Who’s depriving?
We’ve been puzzling over some apparently sweeping language of Martha Nussbaum’s, especially her claim that ‘the type of mutual respect that is required in a pluralistic society…requires (in the public sphere at least) not showing up the claims of religion as damaging, and not adopting a public conception of truth and objectivity according to which such claims are false.’ What does she mean by ‘not adopting a public conception’? Does she mean, narrowly, a public conception for purposes of political deliberation? Or does she mean, broadly, a public conception in the sense of any public statement or writing? It would be charitable to think she meant the former, but on the other hand, it seems to me, if she meant the former she should have used much more careful language.
But in fact she has a tendency to use tendentious language on this subject; surprisingly tendentious, I think. I was looking through Women and Human Development this morning and was taken aback by some of her wording.
She concludes an extended criticism of what she calls ‘secular humanist feminism’ by saying (p. 180):
To strike at religion is thus to risk eviscerating people’s moral, cultural, and artistic, as well as spiritual, lives. Even if substitute forms of expression and activity are available in and through the secular state, a state that deprives citizens of the option to pursue religion has done them a grave wrong…
To strike at religion? What does she mean ‘strike at’? And what does she mean ‘deprive’? Why does she equate ‘secular humanist feminism’ with a state that deprives citizens of the option to pursue religion? If you think she makes that clear in the book, forget it; she doesn’t. It looks like just pure rhetoric to me, and rather distasteful rhetoric at that, the all too familiar kind that translates disagreement as attack and forthright views as state power. And she goes on doing it.
When we tell people that they cannot define the ultimate meaning of life in their own way – even if we are sure we are right, and that their way is not a very good way – we do not show full respect for them as persons. In that sense, the secular humanist view is at bottom quite illiberal…[E]ven if a certain group of religious beliefs (or even all beliefs) were nothing more than retrograde superstition, we would not be respecting the autonomy of our fellow citizens if we did not allow them these avenues of inquiry and self-determination.
There it is again. What does she mean ‘allow’? Who is telling people ‘that they cannot define the ultimate meaning of life in their own way’? What is she talking about? She seems to be taking opinion and discussion to be exactly equivalent to state power and law – but what on earth is she doing that for? A philosopher of all people! Does she take every claim she offers as exactly equivalent to state power? That would be a tad megalomaniacal, surely.
I don’t like this stuff. I think it’s sinister, and stealthy, and illegitmate. It’s also a peculiar way of attempting to coerce people to shut up by pretending they are trying to coerce people by speaking. That’s a popular move, but I’m surprised to see Nussbaum resorting to it.

# SUPPLIED INFORMATION
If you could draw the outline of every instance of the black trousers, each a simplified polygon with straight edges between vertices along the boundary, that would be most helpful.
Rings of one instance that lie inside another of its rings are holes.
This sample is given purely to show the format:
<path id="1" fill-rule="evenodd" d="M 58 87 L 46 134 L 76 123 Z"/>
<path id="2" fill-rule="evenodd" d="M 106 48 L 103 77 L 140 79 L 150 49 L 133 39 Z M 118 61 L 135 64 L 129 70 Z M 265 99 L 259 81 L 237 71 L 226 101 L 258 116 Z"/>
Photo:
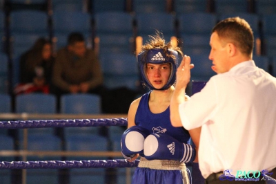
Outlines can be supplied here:
<path id="1" fill-rule="evenodd" d="M 276 167 L 274 168 L 272 171 L 269 172 L 269 173 L 273 173 L 271 176 L 270 176 L 273 178 L 276 178 Z M 227 180 L 221 180 L 219 176 L 223 175 L 223 172 L 219 173 L 213 173 L 210 174 L 207 178 L 205 180 L 205 184 L 266 184 L 266 181 L 263 178 L 262 176 L 259 176 L 259 180 L 258 181 L 235 181 L 235 178 L 228 178 Z M 253 177 L 254 178 L 254 177 Z"/>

# TASKS
1/ Return the passage of the Nussbaum post from "There it is" up to and including "resorting to it.", copied verbatim.
2/ Rewrite the lines of the listing as a JSON list of strings, one string per line and no blank lines, starting with its first line and ending with the line containing "This sample is".
The Nussbaum post and the listing are unrelated to each other.

# EXPECTED RESULTS
1/
There it is again. What does she mean ‘allow’? Who is telling people ‘that they cannot define the ultimate meaning of life in their own way’? What is she talking about? She seems to be taking opinion and discussion to be exactly equivalent to state power and law – but what on earth is she doing that for? A philosopher of all people! Does she take every claim she offers as exactly equivalent to state power? That would be a tad megalomaniacal, surely.
I don’t like this stuff. I think it’s sinister, and stealthy, and illegitmate. It’s also a peculiar way of attempting to coerce people to shut up by pretending they are trying to coerce people by speaking. That’s a popular move, but I’m surprised to see Nussbaum resorting to it.

2/
[
  "If you could draw the outline of every instance of the black trousers, each a simplified polygon with straight edges between vertices along the boundary, that would be most helpful.",
  "Rings of one instance that lie inside another of its rings are holes.",
  "This sample is given purely to show the format:"
]